= WHAT NEEDS TO BE DONE =
Please reproduce the part of the listing that opens with the line containing "of the wire" and closes with the line containing "of the grass", both ends included and requests left as they are. Scale every x and y coordinate in the answers by 0.4, rounding to whole numbers with halves going up, and return only those lines.

= TASK DATA =
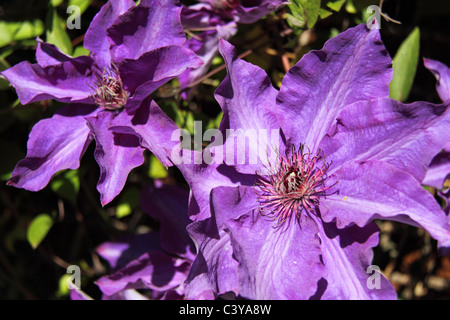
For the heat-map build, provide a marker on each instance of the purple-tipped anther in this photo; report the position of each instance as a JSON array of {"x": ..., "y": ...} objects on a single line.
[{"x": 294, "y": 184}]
* * *
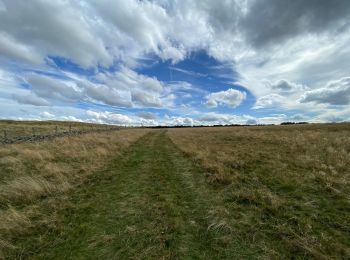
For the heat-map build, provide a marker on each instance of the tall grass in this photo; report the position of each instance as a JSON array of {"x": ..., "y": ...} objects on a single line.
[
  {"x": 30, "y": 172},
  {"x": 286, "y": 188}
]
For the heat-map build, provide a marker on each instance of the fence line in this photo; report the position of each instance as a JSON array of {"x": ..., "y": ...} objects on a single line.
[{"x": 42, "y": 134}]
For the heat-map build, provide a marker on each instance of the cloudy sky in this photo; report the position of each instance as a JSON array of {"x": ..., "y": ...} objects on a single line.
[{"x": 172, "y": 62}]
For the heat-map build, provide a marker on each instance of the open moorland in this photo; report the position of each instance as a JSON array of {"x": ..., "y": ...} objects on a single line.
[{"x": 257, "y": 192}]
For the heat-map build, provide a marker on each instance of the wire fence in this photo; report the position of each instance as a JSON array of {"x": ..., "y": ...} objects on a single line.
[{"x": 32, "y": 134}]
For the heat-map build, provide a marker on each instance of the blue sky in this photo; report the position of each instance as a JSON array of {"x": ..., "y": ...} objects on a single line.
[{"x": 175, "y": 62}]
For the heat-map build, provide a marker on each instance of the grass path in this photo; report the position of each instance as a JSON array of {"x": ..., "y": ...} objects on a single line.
==
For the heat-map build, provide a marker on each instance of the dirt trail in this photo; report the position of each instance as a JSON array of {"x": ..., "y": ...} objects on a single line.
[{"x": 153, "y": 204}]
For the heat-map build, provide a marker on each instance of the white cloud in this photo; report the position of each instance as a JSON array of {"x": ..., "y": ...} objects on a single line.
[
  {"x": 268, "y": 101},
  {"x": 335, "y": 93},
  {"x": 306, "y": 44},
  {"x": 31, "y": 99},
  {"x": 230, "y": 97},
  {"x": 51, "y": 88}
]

= WORKED ANSWER =
For the heat-map build, provide a marker on each instance of the wire fence in this photo; report the position of each instance as a JSON array of {"x": ..., "y": ...} objects on a single line.
[{"x": 13, "y": 54}]
For the heat-map build, provide a marker on each instance of the blue sky in this photo; report the position of each instance as a JSON array of {"x": ..., "y": ...} objects on a single line.
[{"x": 70, "y": 25}]
For the heat-map build, provide a marker on each instance of the grass path in this photo; report the position of each instance as a JSON array of {"x": ..., "y": ...} objects on a single line.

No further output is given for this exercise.